- [TASK GOAL]:
Can you locate every line in the records below that contains the word "shoreline" and copy each of those lines?

- [DATA TO USE]:
++++++++
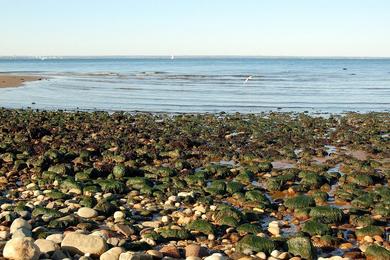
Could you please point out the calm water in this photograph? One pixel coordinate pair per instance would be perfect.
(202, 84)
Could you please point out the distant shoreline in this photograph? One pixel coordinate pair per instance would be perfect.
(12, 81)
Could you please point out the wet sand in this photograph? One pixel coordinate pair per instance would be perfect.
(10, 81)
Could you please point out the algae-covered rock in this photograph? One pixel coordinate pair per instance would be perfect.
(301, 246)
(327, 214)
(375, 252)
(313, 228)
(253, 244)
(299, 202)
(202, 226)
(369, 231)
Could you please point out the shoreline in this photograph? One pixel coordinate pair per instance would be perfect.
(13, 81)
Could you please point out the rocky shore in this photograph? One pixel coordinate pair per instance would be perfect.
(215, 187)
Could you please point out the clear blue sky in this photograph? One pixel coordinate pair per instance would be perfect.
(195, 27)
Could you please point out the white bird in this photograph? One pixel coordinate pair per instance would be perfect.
++++++++
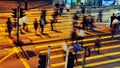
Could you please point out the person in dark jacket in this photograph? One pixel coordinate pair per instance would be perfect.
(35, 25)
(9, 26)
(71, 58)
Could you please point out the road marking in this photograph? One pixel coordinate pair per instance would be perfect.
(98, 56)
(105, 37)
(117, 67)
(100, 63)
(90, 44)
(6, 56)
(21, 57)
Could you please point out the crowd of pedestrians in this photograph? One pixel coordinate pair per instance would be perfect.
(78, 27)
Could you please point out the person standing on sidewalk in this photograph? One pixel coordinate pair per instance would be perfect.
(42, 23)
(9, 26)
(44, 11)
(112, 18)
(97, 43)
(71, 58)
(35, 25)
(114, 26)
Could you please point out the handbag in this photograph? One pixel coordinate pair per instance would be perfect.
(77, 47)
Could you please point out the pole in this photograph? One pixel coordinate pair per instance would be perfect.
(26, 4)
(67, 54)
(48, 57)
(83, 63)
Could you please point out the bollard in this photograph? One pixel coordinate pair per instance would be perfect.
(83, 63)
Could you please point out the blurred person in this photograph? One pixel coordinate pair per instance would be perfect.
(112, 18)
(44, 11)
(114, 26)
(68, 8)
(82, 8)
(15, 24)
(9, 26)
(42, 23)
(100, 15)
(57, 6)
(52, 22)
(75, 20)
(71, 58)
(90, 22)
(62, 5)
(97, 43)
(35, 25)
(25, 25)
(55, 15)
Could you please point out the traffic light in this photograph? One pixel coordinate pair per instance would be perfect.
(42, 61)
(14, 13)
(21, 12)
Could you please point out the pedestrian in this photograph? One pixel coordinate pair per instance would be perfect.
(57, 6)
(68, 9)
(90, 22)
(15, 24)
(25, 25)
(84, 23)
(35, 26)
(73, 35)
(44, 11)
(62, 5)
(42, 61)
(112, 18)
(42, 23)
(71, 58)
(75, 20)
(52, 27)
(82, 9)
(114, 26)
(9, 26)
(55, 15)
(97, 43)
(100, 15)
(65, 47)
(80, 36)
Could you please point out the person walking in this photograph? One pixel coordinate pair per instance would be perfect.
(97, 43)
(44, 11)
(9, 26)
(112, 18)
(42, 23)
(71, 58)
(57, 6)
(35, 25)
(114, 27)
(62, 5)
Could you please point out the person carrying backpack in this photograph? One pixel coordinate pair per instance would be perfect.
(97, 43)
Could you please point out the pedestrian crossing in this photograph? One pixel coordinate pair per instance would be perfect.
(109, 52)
++++++++
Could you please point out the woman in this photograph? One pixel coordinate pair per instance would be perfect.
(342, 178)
++++++++
- [RESULT FOR THIS EXERCISE]:
Could you please point out the distant shoreline in this photograph? One pixel coordinate pair per instance would be perfect.
Could you please point out the shoreline in this photograph? One pixel coordinate pair per instance would be perfect.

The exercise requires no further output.